— BEGIN —

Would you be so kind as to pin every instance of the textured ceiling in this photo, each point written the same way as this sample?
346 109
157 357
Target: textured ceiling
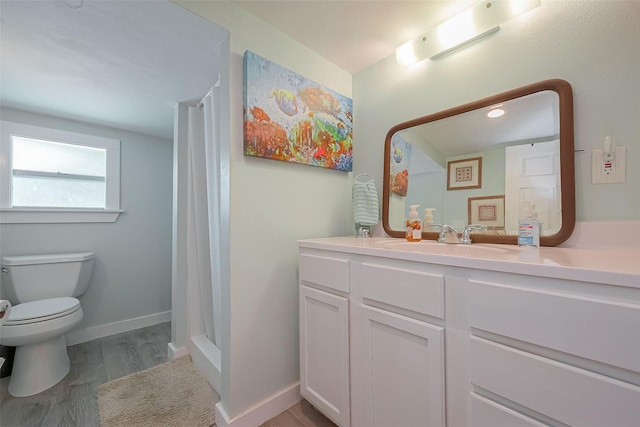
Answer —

— END —

REQUIRED WORK:
The records above must be echoed exactly, minus their pictures.

EXERCISE RESPONSE:
Would you be so kind as to pin every instance of the textured ceiling in this photo, each point written the same way as this sample?
346 109
157 357
Target: textured ceiling
Answer —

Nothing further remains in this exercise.